* About this exercise *
In the records that follow, skip the pictures and print everything else exactly.

* Data in this exercise *

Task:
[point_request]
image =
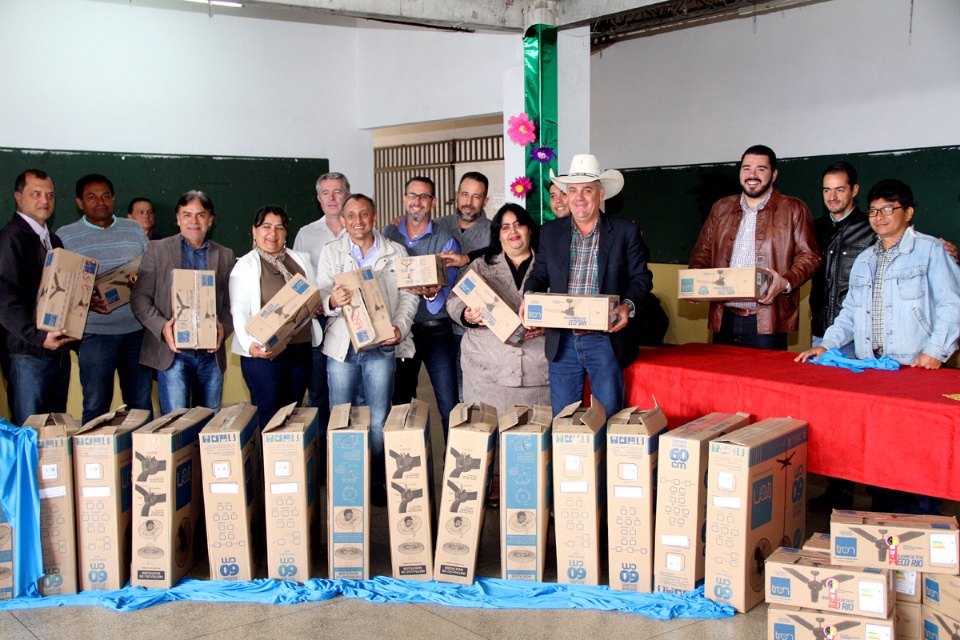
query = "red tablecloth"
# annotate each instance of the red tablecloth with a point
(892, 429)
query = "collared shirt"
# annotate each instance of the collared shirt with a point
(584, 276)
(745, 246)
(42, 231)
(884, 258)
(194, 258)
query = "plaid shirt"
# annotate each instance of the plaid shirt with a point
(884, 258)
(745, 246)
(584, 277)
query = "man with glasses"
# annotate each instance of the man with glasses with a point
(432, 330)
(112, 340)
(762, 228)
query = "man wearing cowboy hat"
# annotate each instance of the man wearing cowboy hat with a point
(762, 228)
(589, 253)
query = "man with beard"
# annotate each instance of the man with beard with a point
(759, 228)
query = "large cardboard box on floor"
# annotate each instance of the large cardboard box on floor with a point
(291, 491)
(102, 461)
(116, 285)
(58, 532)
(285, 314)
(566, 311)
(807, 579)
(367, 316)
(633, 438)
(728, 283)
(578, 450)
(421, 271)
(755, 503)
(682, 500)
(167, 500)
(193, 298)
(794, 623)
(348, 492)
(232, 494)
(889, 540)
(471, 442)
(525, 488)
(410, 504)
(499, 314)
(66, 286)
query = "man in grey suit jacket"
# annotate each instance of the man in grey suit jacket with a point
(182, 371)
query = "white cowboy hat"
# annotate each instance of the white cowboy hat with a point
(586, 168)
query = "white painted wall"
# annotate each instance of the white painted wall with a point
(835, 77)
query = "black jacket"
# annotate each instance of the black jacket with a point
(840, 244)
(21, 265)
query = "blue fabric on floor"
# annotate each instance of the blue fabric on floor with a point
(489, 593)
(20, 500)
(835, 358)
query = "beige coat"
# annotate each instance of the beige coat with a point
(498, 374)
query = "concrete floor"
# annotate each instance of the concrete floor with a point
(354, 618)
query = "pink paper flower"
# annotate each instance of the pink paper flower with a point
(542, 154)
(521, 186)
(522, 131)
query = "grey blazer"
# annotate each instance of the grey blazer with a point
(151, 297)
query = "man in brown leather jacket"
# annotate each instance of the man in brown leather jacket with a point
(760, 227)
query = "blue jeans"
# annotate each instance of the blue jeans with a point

* Result of the task *
Task:
[point_request]
image =
query = "red tablecloth"
# annotate each instance of the red tablecloth with a point
(892, 429)
query = "collared shirt"
# annotate each instance of the collared shirt with a point
(584, 276)
(745, 246)
(42, 231)
(884, 258)
(194, 258)
query = "plaid shirt"
# annotate each instance of the plaid shirt with a point
(884, 258)
(745, 246)
(584, 277)
query = "man with glasses"
# annotate each instance of the man with glasses with a point
(432, 330)
(112, 340)
(762, 228)
query = "man wearing cowboy hat"
# annotate each instance of the man wearing cowboy hat with a point
(762, 228)
(589, 253)
query = "man with beard"
# annotate each instance of the man with beard with a point
(759, 228)
query = "large cardboard box on floor"
# annotate each instance of the large cardboard box on floor with a point
(291, 491)
(102, 461)
(116, 285)
(58, 532)
(285, 314)
(566, 311)
(807, 579)
(367, 316)
(633, 438)
(728, 283)
(578, 450)
(421, 271)
(755, 503)
(682, 500)
(167, 500)
(193, 298)
(794, 623)
(348, 492)
(232, 494)
(889, 540)
(471, 442)
(525, 488)
(410, 504)
(499, 314)
(66, 286)
query = "man in grey suit jacket"
# annotate each instance of the man in grey suit jacket with a point
(182, 371)
query = "white cowboy hat"
# annotate each instance of the white cowboy hat with a point
(586, 168)
query = "white painted wall"
# annotate each instance of the white painted wall with a point
(835, 77)
query = "black jacket"
# annotate each instance of the black jacket with a point
(840, 244)
(21, 265)
query = "blue fabric on floor"
# annotate each instance of the blue fabric on floor with a point
(489, 593)
(20, 500)
(835, 358)
query = "beige coat"
# annotate each instance of the beige coat with a point
(498, 374)
query = "concrete floor"
# annotate each instance of the concrete floor with a point
(354, 618)
query = "pink paper flower"
# annotate each instance of the pink paper flower with a point
(542, 154)
(521, 186)
(522, 131)
query = "grey blazer"
# annotate each instance of the grey blazer with a point
(151, 297)
query = "man in brown leather jacket"
# annotate each instance of the man in brown leather jacket with a point
(760, 227)
query = "blue jeans"
# annotate each instance of the blue jeans with a point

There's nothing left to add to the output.